A New York Times national bestseller in both hardcover and paperback, The Genius of Birds has been published in twenty-five languages. It was a finalist for the 2017 National Academies Communication Book Award and was long-listed for the PEN/E.O. Wilson Literary Science Writing Award. The book was named one of the 10 best nonfiction books of 2016 by the Wall Street Journal, a "best book of the year" by The Spectator, a "nature book of the year" by the London Sunday Times, and a "best science book of 2016" by the National Public Radio program Science Friday.

For decades, people have written off birds as largely witless, driven solely by instinct, and their brains as primitive, capable of only the simplest mental processes. But it is not so. In recent years, science has discovered that birds are much, much more intelligent than we ever supposed. Ravens, crows, jays, even hummingbirds do things that are just plain smart—and funny and sneaky and deceitful. They craft and use tools, sing to one another in regional accents, make complex navigational decisions without asking for directions, remember where they put things using intricate geometrical concepts, understand the mental state of another individual, josh around with windshield wipers, and use rolling car tires to crack walnuts, all sorts of intelligent behavior that we can see in evidence in our own backyards, at our birdfeeders, in parks, city streets, and country skies, and all with a packet of brain so tiny it would fit inside a walnut. This book explores the new view of birds as cunning, playful, clever, artistic, deceptive, and socially and technically adept. It is packed with interesting new science that appeals to a broad range of readers, including sophisticated bird lovers, nature enthusiasts, and anyone interested in the brain or animal behavior.

============

Set problem 1: In the book description, which award was The Genius of Birds a finalist for?
The book description and the listing are separate material and have no connection to each other.

============

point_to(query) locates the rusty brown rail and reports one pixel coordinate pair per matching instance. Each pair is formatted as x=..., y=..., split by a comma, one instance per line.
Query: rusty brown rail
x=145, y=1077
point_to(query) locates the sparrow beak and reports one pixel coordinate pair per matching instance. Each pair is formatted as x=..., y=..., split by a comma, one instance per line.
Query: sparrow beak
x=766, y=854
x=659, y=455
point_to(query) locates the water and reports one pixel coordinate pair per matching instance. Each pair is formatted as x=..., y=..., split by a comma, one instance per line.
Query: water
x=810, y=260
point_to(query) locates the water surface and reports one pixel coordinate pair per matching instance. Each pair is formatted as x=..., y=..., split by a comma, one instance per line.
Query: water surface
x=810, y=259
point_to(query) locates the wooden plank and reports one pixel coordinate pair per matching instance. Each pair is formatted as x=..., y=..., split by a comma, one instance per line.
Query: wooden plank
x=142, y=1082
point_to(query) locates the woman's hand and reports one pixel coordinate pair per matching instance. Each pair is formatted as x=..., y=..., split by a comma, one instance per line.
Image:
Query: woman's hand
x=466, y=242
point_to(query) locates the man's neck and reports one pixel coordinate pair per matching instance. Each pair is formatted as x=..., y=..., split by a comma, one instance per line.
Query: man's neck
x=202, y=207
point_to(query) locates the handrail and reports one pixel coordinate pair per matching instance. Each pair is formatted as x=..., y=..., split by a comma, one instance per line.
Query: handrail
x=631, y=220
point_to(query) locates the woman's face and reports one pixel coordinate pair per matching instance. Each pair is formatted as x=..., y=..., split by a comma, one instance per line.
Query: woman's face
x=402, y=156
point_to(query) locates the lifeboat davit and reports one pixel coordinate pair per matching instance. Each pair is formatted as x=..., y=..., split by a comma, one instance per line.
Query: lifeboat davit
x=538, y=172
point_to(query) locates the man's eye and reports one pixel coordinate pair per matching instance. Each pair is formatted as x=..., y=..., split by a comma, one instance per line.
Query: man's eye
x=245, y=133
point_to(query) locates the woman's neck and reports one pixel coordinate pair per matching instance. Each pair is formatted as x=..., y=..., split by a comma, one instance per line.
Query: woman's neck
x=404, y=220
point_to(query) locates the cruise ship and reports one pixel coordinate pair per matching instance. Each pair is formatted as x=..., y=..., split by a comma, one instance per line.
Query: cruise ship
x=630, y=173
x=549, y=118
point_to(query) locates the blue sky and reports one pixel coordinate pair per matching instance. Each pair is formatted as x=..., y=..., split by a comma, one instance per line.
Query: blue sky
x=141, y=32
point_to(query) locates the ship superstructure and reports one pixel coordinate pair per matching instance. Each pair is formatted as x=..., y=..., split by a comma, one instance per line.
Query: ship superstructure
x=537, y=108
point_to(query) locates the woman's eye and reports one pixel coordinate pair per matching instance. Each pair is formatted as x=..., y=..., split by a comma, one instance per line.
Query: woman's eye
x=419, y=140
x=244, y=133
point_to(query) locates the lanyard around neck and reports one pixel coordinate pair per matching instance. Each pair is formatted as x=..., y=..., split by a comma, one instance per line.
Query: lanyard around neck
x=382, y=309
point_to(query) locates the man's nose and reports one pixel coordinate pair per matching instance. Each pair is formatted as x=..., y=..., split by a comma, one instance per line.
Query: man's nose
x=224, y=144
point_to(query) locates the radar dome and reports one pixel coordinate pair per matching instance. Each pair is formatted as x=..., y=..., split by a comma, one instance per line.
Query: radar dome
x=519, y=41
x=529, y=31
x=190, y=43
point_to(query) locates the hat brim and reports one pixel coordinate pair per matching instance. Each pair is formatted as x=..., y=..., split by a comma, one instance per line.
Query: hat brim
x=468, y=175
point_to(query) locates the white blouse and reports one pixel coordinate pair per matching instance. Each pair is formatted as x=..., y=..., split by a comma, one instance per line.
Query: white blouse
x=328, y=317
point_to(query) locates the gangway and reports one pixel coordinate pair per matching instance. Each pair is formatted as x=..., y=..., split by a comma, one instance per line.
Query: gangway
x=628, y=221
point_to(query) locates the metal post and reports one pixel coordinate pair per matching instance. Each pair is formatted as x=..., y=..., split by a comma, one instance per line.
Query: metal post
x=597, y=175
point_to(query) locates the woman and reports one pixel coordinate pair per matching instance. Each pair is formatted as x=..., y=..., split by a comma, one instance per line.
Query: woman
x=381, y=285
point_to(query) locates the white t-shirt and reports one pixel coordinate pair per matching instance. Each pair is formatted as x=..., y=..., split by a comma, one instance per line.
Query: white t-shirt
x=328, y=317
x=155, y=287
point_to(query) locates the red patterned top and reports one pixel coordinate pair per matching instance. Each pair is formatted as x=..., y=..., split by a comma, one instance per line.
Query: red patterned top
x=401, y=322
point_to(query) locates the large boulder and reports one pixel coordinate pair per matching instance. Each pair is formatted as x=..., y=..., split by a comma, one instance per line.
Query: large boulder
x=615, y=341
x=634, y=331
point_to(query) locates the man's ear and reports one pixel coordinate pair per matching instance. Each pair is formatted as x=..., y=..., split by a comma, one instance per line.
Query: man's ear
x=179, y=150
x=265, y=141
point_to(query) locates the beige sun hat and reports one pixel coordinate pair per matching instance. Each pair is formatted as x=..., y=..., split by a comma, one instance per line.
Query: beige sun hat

============

Set problem 2: Pick out every line of the listing that contains the word "boulder".

Final result 1: The 2017 National Academies Communication Book Award.

Final result 2:
point_to(query) locates the large boulder and reports one pixel coordinate pair per matching instance. Each pair is formatted as x=..., y=..., split by a comma, one instance per line.
Query: large boulder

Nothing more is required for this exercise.